───── SUPPLIED MATERIAL ─────

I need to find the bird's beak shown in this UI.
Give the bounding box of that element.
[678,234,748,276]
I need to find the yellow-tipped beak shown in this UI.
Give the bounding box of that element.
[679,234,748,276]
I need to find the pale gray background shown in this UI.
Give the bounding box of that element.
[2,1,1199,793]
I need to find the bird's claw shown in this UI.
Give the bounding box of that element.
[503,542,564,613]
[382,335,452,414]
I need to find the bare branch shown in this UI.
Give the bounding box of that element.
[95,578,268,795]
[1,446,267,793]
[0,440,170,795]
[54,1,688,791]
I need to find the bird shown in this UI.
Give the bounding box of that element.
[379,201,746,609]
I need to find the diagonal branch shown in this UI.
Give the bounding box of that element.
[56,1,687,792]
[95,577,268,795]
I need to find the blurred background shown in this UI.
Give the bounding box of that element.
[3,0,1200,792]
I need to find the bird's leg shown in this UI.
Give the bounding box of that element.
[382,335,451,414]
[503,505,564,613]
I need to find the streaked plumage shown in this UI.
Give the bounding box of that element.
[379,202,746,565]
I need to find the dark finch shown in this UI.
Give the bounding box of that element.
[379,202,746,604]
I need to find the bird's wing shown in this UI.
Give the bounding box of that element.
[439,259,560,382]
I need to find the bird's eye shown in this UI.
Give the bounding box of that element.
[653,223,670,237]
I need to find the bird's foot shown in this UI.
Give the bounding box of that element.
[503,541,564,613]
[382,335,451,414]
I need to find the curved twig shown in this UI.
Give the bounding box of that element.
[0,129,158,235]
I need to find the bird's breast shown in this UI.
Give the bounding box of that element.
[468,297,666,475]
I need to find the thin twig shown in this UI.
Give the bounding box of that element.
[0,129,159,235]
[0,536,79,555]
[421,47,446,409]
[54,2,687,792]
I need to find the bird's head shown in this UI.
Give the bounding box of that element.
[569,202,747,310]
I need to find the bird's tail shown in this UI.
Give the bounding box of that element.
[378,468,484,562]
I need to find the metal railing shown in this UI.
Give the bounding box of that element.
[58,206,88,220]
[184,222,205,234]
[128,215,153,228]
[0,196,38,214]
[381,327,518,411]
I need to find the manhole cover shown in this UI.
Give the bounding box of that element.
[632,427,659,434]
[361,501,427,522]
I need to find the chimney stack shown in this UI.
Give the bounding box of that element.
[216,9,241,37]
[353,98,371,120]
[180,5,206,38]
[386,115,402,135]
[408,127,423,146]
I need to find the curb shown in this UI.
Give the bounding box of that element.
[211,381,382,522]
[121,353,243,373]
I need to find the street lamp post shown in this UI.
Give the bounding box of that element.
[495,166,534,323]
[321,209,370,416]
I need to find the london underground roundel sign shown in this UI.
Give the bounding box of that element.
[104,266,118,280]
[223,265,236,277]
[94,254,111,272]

─────

YOUR ASSIGNMENT
From the records above, extract every entry verbatim.

REPLY TO THE EXERCISE
I need to find the bird's beak shown in this UI.
Give the bounding box of that element.
[678,234,748,276]
I need to find the yellow-tipped beak shown in this UI.
Give the bounding box of that element.
[679,234,748,276]
I need to find the pale gray background shown in this UI.
Give the bounding box of that element.
[2,1,1199,793]
I need to find the bird's claw shown in this UI.
Give the bounding box of that element.
[503,542,564,613]
[382,335,452,414]
I need to find the bare branch shown in this UI.
Give the bounding box of that element.
[95,578,268,795]
[1,446,267,793]
[0,440,170,795]
[54,1,688,791]
I need to find the bird shown in this UI.
Give the bounding box of that element.
[379,201,746,609]
I need to find the diagonal branch shown in this UI.
Give the bounding box of that element.
[56,1,687,792]
[95,577,268,795]
I need to find the blurred background shown in this UI.
Give the bounding box of that element.
[3,0,1200,792]
I need to find the bird's leg shown in this UI.
Give the bounding box of that element.
[382,335,451,414]
[503,505,564,613]
I need to find the streaked plumage shown in this UI.
Give the bounding box of that element.
[379,202,746,565]
I need to find the dark finch shown in this UI.
Give the bounding box of that element.
[379,202,746,604]
I need to find the bird's wing shown in this UI.
Give the bounding box of that element.
[439,259,560,382]
I need to find the bird's eye shown in this UI.
Give the bounding box of that element.
[653,223,670,237]
I need to find the bird's foot shown in this UI.
Give the bounding box of that element.
[503,541,564,613]
[382,335,451,414]
I need to find the curved twig shown in this UI.
Give the bounding box of that element.
[0,129,158,235]
I need to find the bird's breast shown in this UI.
Give the bounding box of that element.
[468,297,666,475]
I need to find the thin twig shown in this UI.
Give the bounding box of that element.
[0,129,159,235]
[0,536,79,555]
[421,47,446,409]
[54,2,687,792]
I need to find the bird's head shown in this UI.
Give the bounding box of that element.
[569,202,747,310]
I need to find the bird's tail shown in this UI.
Give the bounding box of that element.
[378,468,484,562]
I need to find the metal railing shown in this UI.
Give the bounding box of that element.
[58,206,88,220]
[184,222,205,234]
[128,215,153,228]
[0,196,38,214]
[381,327,518,411]
I need to find the manhole cover shown in this UI.
Give the bounding box of that element.
[632,427,659,434]
[361,501,427,522]
I need to find the chimney stack shown in this UI.
Give the bounding box of that element.
[216,9,241,37]
[353,98,371,120]
[180,5,206,38]
[386,115,402,135]
[408,127,423,146]
I need to find the curb shown in this UI.
Give the bounding box of that element.
[211,381,382,522]
[121,353,243,373]
I need to find the street lamp post shown in this UI.
Give the bounding box of that element.
[495,166,534,323]
[321,209,370,416]
I need to find the london underground roundel sign shown in this UI.
Give the bounding box of that element.
[104,266,118,280]
[223,265,236,277]
[94,254,111,272]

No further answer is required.